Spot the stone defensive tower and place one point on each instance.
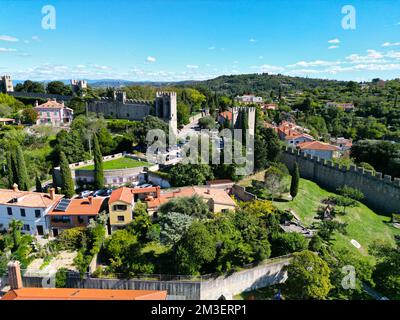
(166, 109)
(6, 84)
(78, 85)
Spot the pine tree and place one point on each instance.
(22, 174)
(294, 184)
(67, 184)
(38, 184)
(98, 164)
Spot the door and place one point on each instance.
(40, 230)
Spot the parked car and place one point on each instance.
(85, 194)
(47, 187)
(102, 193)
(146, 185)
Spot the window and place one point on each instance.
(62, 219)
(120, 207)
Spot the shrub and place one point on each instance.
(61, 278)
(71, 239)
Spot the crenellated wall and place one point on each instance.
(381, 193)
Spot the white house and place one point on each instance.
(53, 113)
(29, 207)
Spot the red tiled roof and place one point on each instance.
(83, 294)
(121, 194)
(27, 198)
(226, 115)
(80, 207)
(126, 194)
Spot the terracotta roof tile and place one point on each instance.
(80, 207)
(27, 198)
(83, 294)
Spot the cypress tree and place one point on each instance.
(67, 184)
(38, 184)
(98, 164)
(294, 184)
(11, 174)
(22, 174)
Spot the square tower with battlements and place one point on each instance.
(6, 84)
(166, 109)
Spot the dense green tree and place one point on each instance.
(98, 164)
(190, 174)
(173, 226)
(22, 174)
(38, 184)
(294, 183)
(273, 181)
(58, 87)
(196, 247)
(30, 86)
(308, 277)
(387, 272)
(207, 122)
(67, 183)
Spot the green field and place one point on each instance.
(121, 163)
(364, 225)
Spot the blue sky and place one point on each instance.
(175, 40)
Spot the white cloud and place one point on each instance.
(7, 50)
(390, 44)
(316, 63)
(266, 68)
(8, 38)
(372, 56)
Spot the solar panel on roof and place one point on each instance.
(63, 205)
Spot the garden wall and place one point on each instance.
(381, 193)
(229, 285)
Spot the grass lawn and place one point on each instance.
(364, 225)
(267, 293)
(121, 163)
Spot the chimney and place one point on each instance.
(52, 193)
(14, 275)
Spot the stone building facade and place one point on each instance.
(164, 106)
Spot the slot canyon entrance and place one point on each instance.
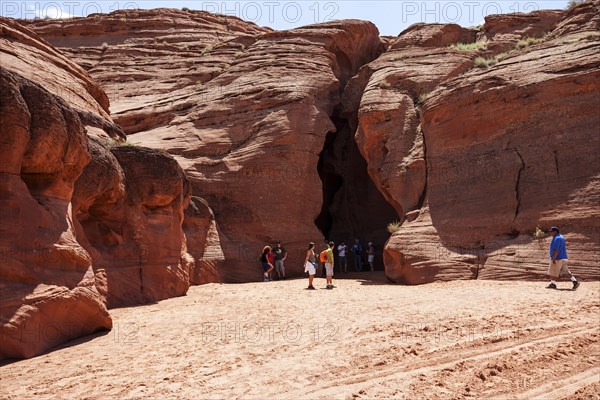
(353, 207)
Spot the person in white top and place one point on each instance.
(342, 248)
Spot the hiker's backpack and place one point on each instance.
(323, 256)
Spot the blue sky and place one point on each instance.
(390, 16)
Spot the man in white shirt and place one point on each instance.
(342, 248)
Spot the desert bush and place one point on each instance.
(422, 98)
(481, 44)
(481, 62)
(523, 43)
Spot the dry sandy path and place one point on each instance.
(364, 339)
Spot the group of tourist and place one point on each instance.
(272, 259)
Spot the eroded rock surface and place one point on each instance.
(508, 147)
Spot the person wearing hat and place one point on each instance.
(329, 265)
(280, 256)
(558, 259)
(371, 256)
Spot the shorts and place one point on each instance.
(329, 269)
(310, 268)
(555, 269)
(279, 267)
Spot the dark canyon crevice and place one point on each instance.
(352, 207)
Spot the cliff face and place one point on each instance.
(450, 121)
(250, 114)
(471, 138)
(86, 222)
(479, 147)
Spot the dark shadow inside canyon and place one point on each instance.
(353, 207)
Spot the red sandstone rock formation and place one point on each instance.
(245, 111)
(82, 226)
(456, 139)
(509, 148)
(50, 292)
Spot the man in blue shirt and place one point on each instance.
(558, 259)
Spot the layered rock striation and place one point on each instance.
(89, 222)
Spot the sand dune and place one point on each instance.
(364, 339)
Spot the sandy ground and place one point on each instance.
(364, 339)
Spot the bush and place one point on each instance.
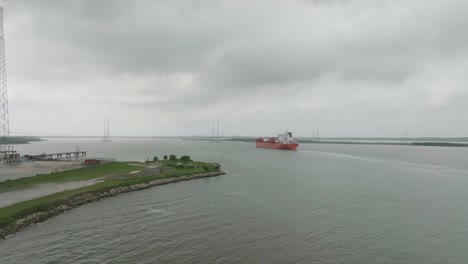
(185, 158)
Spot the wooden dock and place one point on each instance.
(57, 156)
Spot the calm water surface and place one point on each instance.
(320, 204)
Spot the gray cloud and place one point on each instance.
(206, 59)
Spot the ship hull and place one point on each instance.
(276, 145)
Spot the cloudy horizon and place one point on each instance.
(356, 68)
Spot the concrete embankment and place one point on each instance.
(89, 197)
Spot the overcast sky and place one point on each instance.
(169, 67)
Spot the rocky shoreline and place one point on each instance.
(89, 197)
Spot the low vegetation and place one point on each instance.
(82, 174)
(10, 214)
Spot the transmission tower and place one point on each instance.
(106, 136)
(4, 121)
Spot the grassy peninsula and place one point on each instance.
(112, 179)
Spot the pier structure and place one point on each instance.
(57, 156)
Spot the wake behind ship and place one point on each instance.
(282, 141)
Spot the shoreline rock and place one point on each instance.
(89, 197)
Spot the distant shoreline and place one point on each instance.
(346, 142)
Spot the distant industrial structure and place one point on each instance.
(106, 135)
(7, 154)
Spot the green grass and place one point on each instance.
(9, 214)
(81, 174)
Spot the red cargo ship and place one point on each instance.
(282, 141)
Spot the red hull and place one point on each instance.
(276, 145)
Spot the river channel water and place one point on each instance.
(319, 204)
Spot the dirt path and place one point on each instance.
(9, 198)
┄┄┄┄┄┄┄┄┄┄
# [Exercise task]
Copy out the records above in full, exactly as written, but not the pictures.

# [Output]
Spot the stone defensive tower and place one point on each instance.
(166, 109)
(6, 84)
(78, 85)
Spot the pine tree and place one point on each instance.
(22, 174)
(294, 184)
(67, 184)
(38, 184)
(98, 164)
Spot the door and place one point on each instance.
(40, 230)
Spot the parked car and place one point on each instance.
(85, 194)
(47, 187)
(102, 193)
(146, 185)
Spot the window and place one point on each instance.
(62, 219)
(120, 207)
Spot the shrub and place one point on each instance.
(61, 278)
(71, 239)
Spot the crenellated wall and place one point on each instance.
(381, 193)
Spot the white house and place one point on each instance.
(53, 113)
(29, 207)
Spot the red tiled roof and place one point on each instance.
(83, 294)
(121, 194)
(27, 198)
(226, 115)
(80, 207)
(126, 194)
Spot the terracotta roof tile and place one point on each instance.
(80, 207)
(27, 198)
(83, 294)
Spot the cypress tree and place one point on each instance.
(67, 184)
(38, 184)
(98, 164)
(294, 184)
(11, 174)
(22, 174)
Spot the square tower with battlements and place one point on each instance.
(6, 84)
(166, 109)
Spot the dense green tree and place one point on each instance.
(98, 164)
(190, 174)
(173, 226)
(22, 174)
(38, 184)
(294, 183)
(273, 181)
(58, 87)
(196, 247)
(30, 86)
(308, 277)
(387, 272)
(207, 122)
(67, 183)
Spot the green field and place one point on each instance.
(121, 163)
(364, 225)
Spot the blue sky and place one point on each instance.
(175, 40)
Spot the white cloud and place one point on each instance.
(7, 50)
(390, 44)
(316, 63)
(266, 68)
(8, 38)
(372, 56)
Spot the solar panel on roof and place one point on each instance.
(63, 205)
Spot the garden wall and place one point on each instance.
(381, 193)
(229, 285)
Spot the grass lawn and place one point on each instance.
(364, 225)
(267, 293)
(121, 163)
Spot the chimney and place one point on each instance.
(52, 193)
(14, 275)
Spot the stone building facade and place one point on each instance.
(164, 106)
Spot the slot canyon entrance and place one point on each instance.
(353, 207)
Spot the person in white top and place one point on each instance.
(342, 248)
Spot the hiker's backpack and place one point on each instance.
(323, 256)
Spot the blue sky and place one point on each instance.
(390, 16)
Spot the man in white shirt and place one point on each instance.
(342, 248)
Spot the desert bush and place one point on each instance.
(422, 98)
(481, 44)
(481, 62)
(523, 43)
Spot the dry sandy path and place one point on each instance.
(364, 339)
Spot the group of tourist and place one point on each instance.
(272, 259)
Spot the eroded rock surface and place one point on each instance.
(508, 147)
Spot the person wearing hat and place one point on each instance.
(329, 265)
(280, 256)
(558, 259)
(371, 256)
Spot the shorts and place one point on each instance.
(329, 269)
(310, 268)
(555, 269)
(279, 267)
Spot the dark canyon crevice and place one point on each instance.
(352, 207)
Spot the cliff face and place one point on each instance.
(450, 121)
(250, 114)
(471, 138)
(86, 222)
(479, 147)
Spot the dark shadow inside canyon and place one point on each instance.
(353, 207)
Spot the red sandstone rock formation and place one point on each instance.
(245, 111)
(82, 226)
(456, 139)
(509, 148)
(50, 292)
Spot the man in blue shirt and place one point on each instance.
(558, 259)
Spot the layered rock striation and place one point on each instance.
(89, 222)
Spot the sand dune and place one point on each instance.
(364, 339)
Spot the sandy ground and place one point on each instance.
(364, 339)
Spot the bush and place one point on each instance.
(185, 158)
Spot the wooden dock and place one point on each instance.
(57, 156)
Spot the calm water surface and place one point on each instance.
(320, 204)
Spot the gray cloud and place one point on each instance.
(206, 59)
Spot the ship hull and place one point on each instance.
(276, 145)
Spot the cloudy horizon and place one point on each instance.
(356, 68)
Spot the concrete embankment and place one point on each instance.
(89, 197)
Spot the overcast sky and place one point on each instance.
(169, 67)
Spot the rocky shoreline and place one point on each instance.
(89, 197)
Spot the low vegetation and place one point on each instance.
(82, 174)
(10, 214)
Spot the transmission tower and place one point on each instance.
(106, 136)
(4, 121)
Spot the grassy peninsula and place one point on each instance.
(112, 179)
Spot the pier structure and place one point on each instance.
(57, 156)
Spot the wake behind ship and place one point on each instance.
(282, 141)
Spot the shoreline rock and place one point on each instance.
(89, 197)
Spot the distant shoreline and place one point on each instance.
(346, 142)
Spot the distant industrial structure and place one point on each instance.
(106, 135)
(7, 154)
Spot the green grass and place one point on each instance.
(9, 214)
(81, 174)
Spot the red cargo ship and place one point on each instance.
(282, 141)
Spot the red hull and place one point on each instance.
(276, 145)
Spot the river channel water and place one point on each instance.
(319, 204)
Spot the dirt path and place one point on each instance.
(9, 198)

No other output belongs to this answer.